--- Begin Supplied passage ---

For this approach to work, the virtualisation layer needs to achieve 3 fundamental high-level objectives, illustrated below:

  1. The speed of an OS should be the same when running in a VM vs. running natively. Same thing for the user space applications running on top of that OS.
  2. The code of an existing OS supporting native execution should not have to be updated to run virtualised. Same thing for the applications.
  3. The OSes running virtualised on a physical machine should not be able to interfere with each others. For example they should not be able to access each other’s memory. A virtualised OS should not be able to bottleneck resources such as CPU, memory or I/O at the expense of the other virtualised OSes running alongside it.

Points 1 and 2 above are necessary for adoption: businesses are unlikely to adopt virtualisation solution if the performance hit is too high, or if it means changing OSes/application which is a significant engineering effort. Point 3 relates to security: virtualised OSes running on the same physical machine are often controlled by distrusting parties, and the virtualisation layer must enforce isolation guarantees.

A Bit of History

In the 1960s IBM produced System/360 (S/360), a family of computers of various sizes (i.e. processing power) built using the same architecture. A client could buy a small model for testing/prototyping, and a large mainframe later. Following that model, clients often realised they wanted to take a set of software application running on multiple small models and run them all on a single large model. This is called consolidation, and it is one of the main use cases for virtualisation.

14 models were produced between 1965 and 1978. The model 67 introduced a virtualisable architecture: a physical machine of that model could appear as a set of multiple, less powerful versions of itself: virtual machines (VMs).

--- End Supplied passage ---
--- Begin Data shown ---

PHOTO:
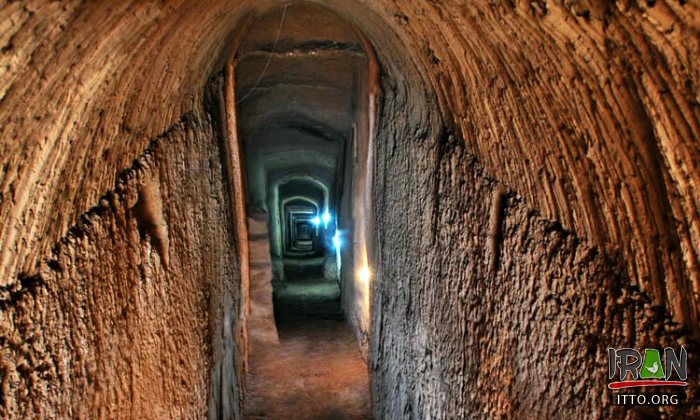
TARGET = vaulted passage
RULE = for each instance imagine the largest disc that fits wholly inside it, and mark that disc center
(348, 209)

--- End Data shown ---

> _Written tasks_
(1) Name the resources that, according to the virtualization passage, a virtualized OS should not be able to bottleneck.
(2) Please repeat the virtualization passage word for word, everything from "For this approach" down to "running alongside it.".

> _Answers in order_
(1) CPU, memory, I/O

(2)
For this approach to work, the virtualisation layer needs to achieve 3 fundamental high-level objectives, illustrated below:

  1. The speed of an OS should be the same when running in a VM vs. running natively. Same thing for the user space applications running on top of that OS.
  2. The code of an existing OS supporting native execution should not have to be updated to run virtualised. Same thing for the applications.
  3. The OSes running virtualised on a physical machine should not be able to interfere with each others. For example they should not be able to access each other’s memory. A virtualised OS should not be able to bottleneck resources such as CPU, memory or I/O at the expense of the other virtualised OSes running alongside it.